══ Dataset content ══

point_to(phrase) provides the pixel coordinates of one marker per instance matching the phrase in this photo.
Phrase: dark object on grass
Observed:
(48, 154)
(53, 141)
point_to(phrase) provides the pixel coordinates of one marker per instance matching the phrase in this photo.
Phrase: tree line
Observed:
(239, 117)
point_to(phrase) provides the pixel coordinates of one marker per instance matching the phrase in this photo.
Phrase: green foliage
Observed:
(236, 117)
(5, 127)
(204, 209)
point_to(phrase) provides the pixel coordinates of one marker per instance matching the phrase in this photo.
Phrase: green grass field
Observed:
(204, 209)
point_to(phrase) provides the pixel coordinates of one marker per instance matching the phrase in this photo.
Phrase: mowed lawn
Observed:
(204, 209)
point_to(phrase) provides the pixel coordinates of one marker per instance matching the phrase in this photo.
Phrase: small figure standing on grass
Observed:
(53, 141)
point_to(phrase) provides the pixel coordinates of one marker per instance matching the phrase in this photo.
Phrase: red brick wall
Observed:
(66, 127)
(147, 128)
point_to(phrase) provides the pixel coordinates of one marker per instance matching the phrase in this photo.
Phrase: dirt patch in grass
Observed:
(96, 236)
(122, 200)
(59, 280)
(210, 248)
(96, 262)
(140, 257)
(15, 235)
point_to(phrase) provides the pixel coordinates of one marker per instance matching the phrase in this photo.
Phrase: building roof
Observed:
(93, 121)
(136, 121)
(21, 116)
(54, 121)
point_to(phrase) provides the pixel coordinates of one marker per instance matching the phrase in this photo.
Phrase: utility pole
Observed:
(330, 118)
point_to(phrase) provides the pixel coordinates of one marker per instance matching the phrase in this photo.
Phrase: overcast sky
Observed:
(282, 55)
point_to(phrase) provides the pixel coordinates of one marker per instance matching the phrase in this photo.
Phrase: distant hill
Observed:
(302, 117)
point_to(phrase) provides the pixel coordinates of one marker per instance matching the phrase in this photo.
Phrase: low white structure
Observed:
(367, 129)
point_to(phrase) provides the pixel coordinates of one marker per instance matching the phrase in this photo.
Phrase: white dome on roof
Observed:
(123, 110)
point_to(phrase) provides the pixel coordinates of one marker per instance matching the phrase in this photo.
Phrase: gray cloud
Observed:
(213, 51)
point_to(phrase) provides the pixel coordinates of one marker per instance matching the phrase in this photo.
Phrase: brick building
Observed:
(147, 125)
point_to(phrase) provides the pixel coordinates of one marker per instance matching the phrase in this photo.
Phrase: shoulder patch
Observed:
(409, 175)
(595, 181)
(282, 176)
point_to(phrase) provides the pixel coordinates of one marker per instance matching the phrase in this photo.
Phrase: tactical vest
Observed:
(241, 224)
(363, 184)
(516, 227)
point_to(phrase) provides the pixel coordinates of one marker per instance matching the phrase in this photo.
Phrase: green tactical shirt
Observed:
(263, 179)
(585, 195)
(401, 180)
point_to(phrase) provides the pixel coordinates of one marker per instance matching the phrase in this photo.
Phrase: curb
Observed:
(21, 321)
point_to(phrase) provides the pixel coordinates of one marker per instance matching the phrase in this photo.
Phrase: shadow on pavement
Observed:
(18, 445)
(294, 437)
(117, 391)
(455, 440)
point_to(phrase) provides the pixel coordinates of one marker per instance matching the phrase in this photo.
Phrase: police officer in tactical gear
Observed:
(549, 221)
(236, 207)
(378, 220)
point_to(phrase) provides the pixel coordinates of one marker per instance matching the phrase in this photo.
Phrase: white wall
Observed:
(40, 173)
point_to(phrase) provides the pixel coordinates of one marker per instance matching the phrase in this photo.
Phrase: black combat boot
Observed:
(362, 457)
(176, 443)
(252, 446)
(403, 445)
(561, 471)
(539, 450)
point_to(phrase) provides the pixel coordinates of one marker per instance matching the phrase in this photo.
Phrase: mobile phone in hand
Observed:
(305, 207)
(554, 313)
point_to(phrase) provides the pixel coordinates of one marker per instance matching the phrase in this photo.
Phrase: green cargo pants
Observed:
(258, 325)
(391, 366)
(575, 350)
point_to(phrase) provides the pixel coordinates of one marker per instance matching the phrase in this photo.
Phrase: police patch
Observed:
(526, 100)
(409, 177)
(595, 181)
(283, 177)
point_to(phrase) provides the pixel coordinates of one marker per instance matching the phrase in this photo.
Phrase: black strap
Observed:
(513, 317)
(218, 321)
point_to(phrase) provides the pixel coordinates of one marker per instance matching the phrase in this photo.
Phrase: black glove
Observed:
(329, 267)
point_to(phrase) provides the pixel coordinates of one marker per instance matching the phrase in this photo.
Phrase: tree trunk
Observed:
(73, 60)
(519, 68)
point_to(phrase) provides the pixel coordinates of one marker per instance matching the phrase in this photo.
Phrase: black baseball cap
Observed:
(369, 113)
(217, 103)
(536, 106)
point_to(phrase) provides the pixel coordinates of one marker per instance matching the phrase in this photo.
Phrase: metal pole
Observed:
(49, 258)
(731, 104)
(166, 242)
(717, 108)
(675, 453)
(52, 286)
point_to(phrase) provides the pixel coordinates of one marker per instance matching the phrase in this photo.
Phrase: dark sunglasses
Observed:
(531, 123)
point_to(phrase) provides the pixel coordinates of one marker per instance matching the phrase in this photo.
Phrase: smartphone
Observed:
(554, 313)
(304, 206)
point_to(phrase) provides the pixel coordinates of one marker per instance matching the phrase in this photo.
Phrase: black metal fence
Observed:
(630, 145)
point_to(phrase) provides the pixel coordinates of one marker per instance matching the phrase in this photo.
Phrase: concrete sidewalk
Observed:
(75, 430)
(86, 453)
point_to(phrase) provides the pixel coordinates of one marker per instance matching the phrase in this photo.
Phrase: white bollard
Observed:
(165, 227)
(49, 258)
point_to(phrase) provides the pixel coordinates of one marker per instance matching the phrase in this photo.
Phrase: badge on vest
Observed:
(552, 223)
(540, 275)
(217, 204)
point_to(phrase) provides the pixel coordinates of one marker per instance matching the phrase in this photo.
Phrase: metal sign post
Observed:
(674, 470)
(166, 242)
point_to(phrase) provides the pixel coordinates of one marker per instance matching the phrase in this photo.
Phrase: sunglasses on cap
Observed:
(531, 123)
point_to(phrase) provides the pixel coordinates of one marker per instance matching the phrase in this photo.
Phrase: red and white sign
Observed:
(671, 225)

═══

● **Action item**: Go through the data and retype all of it exactly.

● **Response area**:
point_to(phrase) provides the pixel coordinates of one marker per instance matching the phrase in this photo.
Phrase: dark object on grass
Observed:
(48, 154)
(53, 141)
point_to(phrase) provides the pixel coordinates of one marker per instance matching the phrase in this photo.
Phrase: tree line
Observed:
(239, 117)
point_to(phrase) provides the pixel coordinates of one marker per instance matching the phrase in this photo.
Phrase: green foliage
Observed:
(236, 117)
(5, 127)
(204, 209)
point_to(phrase) provides the pixel coordinates of one marker per instance matching the phrase in this photo.
Phrase: green grass field
Observed:
(204, 209)
point_to(phrase) provides the pixel coordinates of one marker per instance matching the phrase in this photo.
Phrase: mowed lawn
Observed:
(204, 209)
point_to(phrase) provides the pixel coordinates of one marker per instance matching the phrase in this photo.
Phrase: small figure standing on grass
Observed:
(53, 141)
point_to(phrase) provides the pixel coordinates of one marker per instance matching the phrase in this photo.
Phrase: red brick wall
Observed:
(66, 127)
(147, 128)
point_to(phrase) provides the pixel coordinates of one marker per instance matching the phrase in this photo.
Phrase: dirt patch in grass
Observed:
(96, 236)
(122, 200)
(59, 280)
(210, 248)
(96, 262)
(140, 257)
(15, 235)
point_to(phrase) provides the pixel coordinates of one marker per instance matching the phrase in this photo.
Phrase: building roof
Observed:
(93, 121)
(136, 121)
(21, 116)
(54, 121)
point_to(phrase) provides the pixel coordinates of one marker per instance matching the phrase in this photo.
Phrase: utility pole
Observed:
(330, 118)
point_to(phrase) provides the pixel coordinates of one marker per instance matching the phrase in this photo.
Phrase: overcast sky
Observed:
(282, 55)
point_to(phrase) provides the pixel coordinates of one marker per instance matching the phrase in this photo.
Phrase: distant hill
Observed:
(302, 117)
point_to(phrase) provides the pixel coordinates of one marker per instance matching the phrase in this photo.
Phrase: low white structure
Observed:
(367, 129)
point_to(phrase) provides the pixel coordinates of one marker per instance matching the phrase in this photo.
Phrase: white dome on roof
Observed:
(123, 110)
point_to(phrase) provides the pixel coordinates of one marker per instance matching the phrase in this photo.
Phrase: gray cloud
Observed:
(213, 51)
point_to(phrase) provides the pixel coordinates of one marker per instance matching the phrase in this photo.
Phrase: brick building
Observed:
(147, 125)
point_to(phrase) provides the pixel coordinates of one marker per instance matching the phrase in this photo.
Phrase: shoulder patch
Observed:
(409, 175)
(595, 181)
(282, 176)
point_to(phrase) provides the pixel coordinates of one marker per instance matching the phrase in this photo.
Phrase: tactical vest
Observed:
(241, 224)
(363, 184)
(516, 227)
point_to(phrase) provides the pixel coordinates of one marker per instance matching the phrase in this photo.
Phrase: green tactical shirt
Observed:
(263, 179)
(585, 195)
(401, 180)
point_to(phrase) provides the pixel coordinates of one marker per instance matching the phrase in this photo.
Phrase: curb
Observed:
(21, 321)
point_to(phrase) provides the pixel coordinates of one marker per instance matching the phrase in this photo.
Phrase: shadow on pavement
Observed:
(18, 445)
(294, 437)
(117, 391)
(455, 440)
point_to(phrase) provides the pixel coordinates of one marker per instance matching the phrase in this photo.
Phrase: police officer in tactical gear
Observed:
(549, 221)
(236, 207)
(378, 220)
point_to(phrase) provides the pixel coordinates of one marker per instance matching the phrase in this photo.
Phrase: white wall
Observed:
(40, 173)
point_to(phrase) provides the pixel coordinates of one marker per instance matching the phrase in this photo.
Phrase: black combat boot
Observed:
(362, 457)
(176, 443)
(252, 446)
(403, 445)
(561, 471)
(539, 450)
point_to(phrase) provides the pixel coordinates of one marker per instance matching the phrase in this photo.
Phrase: mobile phone in hand
Observed:
(305, 207)
(554, 313)
point_to(phrase) provides the pixel coordinates of one marker per instance matching the phrase in this photo.
Phrase: green cargo pants
Observed:
(258, 325)
(391, 366)
(575, 350)
point_to(phrase) provides the pixel coordinates of one marker per instance matching the phrase in this photo.
Phrase: police patch
Observed:
(526, 100)
(409, 177)
(595, 181)
(283, 177)
point_to(phrase) provides the pixel coordinates of one marker per instance matching the phrase in this photo.
Phrase: black strap
Observed:
(513, 317)
(218, 321)
point_to(phrase) provides the pixel coordinates of one marker per instance matching the phrase in this photo.
Phrase: black glove
Observed:
(329, 267)
point_to(phrase) provides the pixel coordinates of one marker per instance matching the phrase in this photo.
Phrase: tree trunk
Observed:
(73, 60)
(519, 68)
point_to(phrase) provides the pixel coordinates of one marker per instance matching the phrase in this photo.
Phrase: black baseball cap
Observed:
(369, 113)
(217, 103)
(536, 106)
point_to(phrase) provides the pixel coordinates of one marker per instance matching the phrase in this photo.
Phrase: metal pole
Observed:
(49, 258)
(731, 104)
(166, 242)
(717, 108)
(675, 453)
(52, 286)
point_to(phrase) provides the pixel coordinates of one marker per instance matching the phrase in this photo.
Phrase: dark sunglasses
Observed:
(531, 123)
point_to(phrase) provides the pixel coordinates of one marker per instance matching the phrase in this photo.
Phrase: smartphone
Observed:
(554, 313)
(304, 206)
point_to(phrase) provides the pixel coordinates of one marker per instance matching the phrase in this photo.
Phrase: black metal fence
Observed:
(630, 145)
point_to(phrase) provides the pixel coordinates of one marker per instance matching the phrase in this photo.
Phrase: concrete sidewalk
Observed:
(75, 430)
(86, 453)
point_to(phrase) provides the pixel coordinates of one marker per instance matching the phrase in this photo.
Phrase: white bollard
Observed:
(165, 227)
(49, 258)
point_to(phrase) provides the pixel coordinates of one marker per instance matching the phrase in this photo.
Phrase: badge on vest
Observed:
(552, 223)
(540, 275)
(217, 204)
point_to(phrase) provides the pixel coordinates of one marker per instance matching the phrase in this photo.
Phrase: metal sign post
Observed:
(674, 470)
(166, 242)
point_to(phrase) provides the pixel coordinates of one marker per instance matching the phrase in this photo.
Phrase: sunglasses on cap
Observed:
(531, 123)
point_to(phrase) provides the pixel coordinates of one marker per instance matching the phrase in this photo.
Phrase: red and white sign
Observed:
(671, 225)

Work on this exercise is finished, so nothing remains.